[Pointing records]

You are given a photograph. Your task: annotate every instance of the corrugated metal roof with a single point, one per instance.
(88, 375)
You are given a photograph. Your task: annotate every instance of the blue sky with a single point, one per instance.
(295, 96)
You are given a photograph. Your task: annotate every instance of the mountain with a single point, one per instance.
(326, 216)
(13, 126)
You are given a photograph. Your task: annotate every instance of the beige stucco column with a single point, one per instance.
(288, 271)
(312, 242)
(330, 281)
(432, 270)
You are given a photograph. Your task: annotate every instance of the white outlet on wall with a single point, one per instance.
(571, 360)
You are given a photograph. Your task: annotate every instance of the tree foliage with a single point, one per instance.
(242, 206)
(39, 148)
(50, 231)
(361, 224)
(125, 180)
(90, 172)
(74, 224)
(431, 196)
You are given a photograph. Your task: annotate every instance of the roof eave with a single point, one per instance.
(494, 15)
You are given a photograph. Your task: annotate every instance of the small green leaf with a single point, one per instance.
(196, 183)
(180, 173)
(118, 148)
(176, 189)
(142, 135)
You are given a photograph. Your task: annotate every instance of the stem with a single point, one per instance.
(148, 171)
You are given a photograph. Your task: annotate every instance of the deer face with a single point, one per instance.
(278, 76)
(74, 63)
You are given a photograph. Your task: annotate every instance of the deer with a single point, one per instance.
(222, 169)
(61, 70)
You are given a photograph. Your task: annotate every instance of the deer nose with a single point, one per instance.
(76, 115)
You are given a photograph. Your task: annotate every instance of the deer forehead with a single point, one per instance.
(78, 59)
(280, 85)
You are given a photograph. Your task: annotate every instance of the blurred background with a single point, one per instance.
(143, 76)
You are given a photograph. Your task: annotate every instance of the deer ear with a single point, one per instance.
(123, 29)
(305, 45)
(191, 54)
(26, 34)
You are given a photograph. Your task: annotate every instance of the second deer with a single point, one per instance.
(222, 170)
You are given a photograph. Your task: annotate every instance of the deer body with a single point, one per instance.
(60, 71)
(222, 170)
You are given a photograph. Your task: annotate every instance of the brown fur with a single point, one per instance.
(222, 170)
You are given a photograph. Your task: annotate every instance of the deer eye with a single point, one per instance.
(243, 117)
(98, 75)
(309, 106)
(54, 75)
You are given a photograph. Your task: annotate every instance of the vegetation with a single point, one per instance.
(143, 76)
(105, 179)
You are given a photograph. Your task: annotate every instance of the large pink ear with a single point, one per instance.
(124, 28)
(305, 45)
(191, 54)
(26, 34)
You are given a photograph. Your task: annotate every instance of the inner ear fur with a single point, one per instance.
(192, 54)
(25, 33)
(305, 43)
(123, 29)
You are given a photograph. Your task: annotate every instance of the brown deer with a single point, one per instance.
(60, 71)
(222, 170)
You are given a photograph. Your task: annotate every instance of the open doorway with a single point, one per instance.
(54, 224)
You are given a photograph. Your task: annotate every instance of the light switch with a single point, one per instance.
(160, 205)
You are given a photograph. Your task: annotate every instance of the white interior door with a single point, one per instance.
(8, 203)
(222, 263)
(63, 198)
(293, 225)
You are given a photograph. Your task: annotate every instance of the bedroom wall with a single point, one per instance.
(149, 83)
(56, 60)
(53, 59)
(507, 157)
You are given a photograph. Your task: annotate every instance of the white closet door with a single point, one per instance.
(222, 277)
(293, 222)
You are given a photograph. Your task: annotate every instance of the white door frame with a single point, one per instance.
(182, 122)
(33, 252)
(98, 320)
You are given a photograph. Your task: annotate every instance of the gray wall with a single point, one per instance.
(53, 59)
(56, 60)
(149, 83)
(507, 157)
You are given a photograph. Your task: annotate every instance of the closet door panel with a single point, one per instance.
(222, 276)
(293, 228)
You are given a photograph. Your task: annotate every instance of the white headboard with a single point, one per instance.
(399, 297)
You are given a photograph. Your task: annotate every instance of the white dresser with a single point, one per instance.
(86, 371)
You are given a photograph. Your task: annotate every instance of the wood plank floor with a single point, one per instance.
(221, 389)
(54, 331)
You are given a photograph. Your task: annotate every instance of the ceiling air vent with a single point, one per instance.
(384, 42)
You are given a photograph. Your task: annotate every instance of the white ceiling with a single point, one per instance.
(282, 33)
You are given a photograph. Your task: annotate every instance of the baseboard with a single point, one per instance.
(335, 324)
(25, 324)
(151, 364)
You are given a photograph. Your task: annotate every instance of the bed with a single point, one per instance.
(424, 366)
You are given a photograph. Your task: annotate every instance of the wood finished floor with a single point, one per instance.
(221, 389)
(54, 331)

> AIM
Write out every line exactly as it stands.

> OUTPUT BELOW
You are given a photograph. Your task: annotate every instance of the corrugated metal roof with a single point, one per instance.
(88, 375)
You are given a photograph. Your task: annotate every instance of the blue sky with a single point, one per instance.
(295, 96)
You are given a photograph. Your task: annotate every instance of the mountain with a single point, one per instance.
(326, 216)
(13, 126)
You are given a photograph. Your task: annotate every instance of the beige stucco column with a single point, one per instance.
(288, 271)
(312, 242)
(330, 281)
(432, 270)
You are given a photograph. Your task: annotate every instance of the white outlet on wall with a single point, one per instance.
(571, 360)
You are given a photograph. Your task: annotate every instance of the tree foliage with a single point, one per instance.
(242, 206)
(39, 148)
(50, 231)
(361, 224)
(125, 180)
(90, 172)
(74, 224)
(431, 196)
You are given a photograph. Your task: annotate every instance of the roof eave with a single point, one per instance.
(494, 15)
You are given a photograph. Your task: annotate every instance of the small green leaf with a single point, one per instance.
(196, 183)
(180, 173)
(118, 148)
(176, 189)
(142, 135)
You are given a photograph. Your task: annotate every instance of the stem with a single point, one per instance.
(148, 171)
You are given a photograph. Your task: annotate every instance of the deer face with a single point, one per instance.
(278, 76)
(74, 63)
You are given a photograph. Your task: annotate every instance of the deer with a single point, one per instance.
(222, 169)
(61, 70)
You are given a photograph. Your task: annotate every instance of the deer nose with a single point, one per instance.
(76, 115)
You are given a photograph. Your task: annotate every instance of the deer forehead with a single point, one per instance.
(78, 59)
(280, 85)
You are given a photograph. Your task: annotate every instance of the blurred background with a single point, one per instance.
(143, 76)
You are given a photograph. Your task: annotate every instance of the deer ear with a single point, one per instance.
(123, 29)
(305, 45)
(191, 54)
(26, 34)
You are given a photograph. Your task: annotate every instance of the second deer with a single point, one per instance.
(222, 170)
You are given a photograph. Your task: annotate every instance of the deer body with a single point, one per instance.
(60, 71)
(222, 170)
You are given a photograph. Your task: annotate every instance of the brown fur with a single point, one per instance.
(222, 170)
You are given a photograph. Your task: annotate every instance of the deer eye with a single point, one per instance.
(243, 117)
(98, 75)
(309, 106)
(54, 75)
You are given a photograph. Your task: annotate every instance of the vegetation with a single point, one per instance.
(143, 76)
(105, 179)
You are given a photograph. Your task: annotate every instance of the large pink ear with a single point, one per instance.
(124, 28)
(305, 45)
(191, 54)
(26, 34)
You are given a photograph. Your task: annotate every instance of the inner ear fur with a single point, one per instance.
(192, 54)
(25, 33)
(305, 43)
(123, 29)
You are given a photograph. Your task: annotate every instance of the brown deer with a single point, one per instance.
(60, 71)
(222, 170)
You are given a photograph. Your task: annotate every instance of the open doorway with a single point, one per instance.
(54, 224)
You are given a photograph. Your task: annotate every instance of the light switch with a single point, one per instance.
(160, 205)
You are given a photograph. Your task: annotate every instance of the white interior door with a single point, one per instance.
(8, 203)
(222, 263)
(63, 198)
(293, 225)
You are given a photograph. Your task: annotate every instance of the bedroom wall with a single point, one per instance.
(149, 83)
(56, 60)
(53, 59)
(507, 157)
You are given a photograph. Your task: annotate every instance of the white closet door with a single point, one per instance.
(222, 277)
(293, 222)
You are given a photograph. Your task: annotate every instance of the white door frame with a single point, one per instance.
(182, 122)
(33, 252)
(98, 320)
You are given a photograph. Your task: annotate every instance of the gray wall with a single point, one per instance.
(53, 59)
(56, 60)
(149, 83)
(507, 157)
You are given a photograph. Your task: annotate every instance of the closet door panel with a single point, one per instance.
(222, 276)
(293, 228)
You are given a photograph. Your task: annotate every instance of the white headboard with a single point, one per instance.
(399, 297)
You are given a photograph. Your task: annotate every instance of the white dresser with a single point, one per instance.
(86, 371)
You are given a photograph. Your task: annotate every instance of the wood plank floor with a single point, one per instance.
(221, 389)
(54, 331)
You are given a photograph. Your task: annotate every instance of the ceiling air vent with a single point, one per instance.
(384, 42)
You are given a photograph. Your task: annotate every instance of the white ceiling with a single point, one per instance.
(282, 33)
You are given a photograph. Your task: annotate every instance of the baseboard with a single point, one per instance.
(335, 324)
(25, 324)
(151, 364)
You are given a photograph. Your task: annotate every instance of the bed with a single point, one per instance.
(424, 366)
You are given a photograph. Your task: annotate every instance of the wood finished floor with a single point, one per instance.
(221, 389)
(54, 331)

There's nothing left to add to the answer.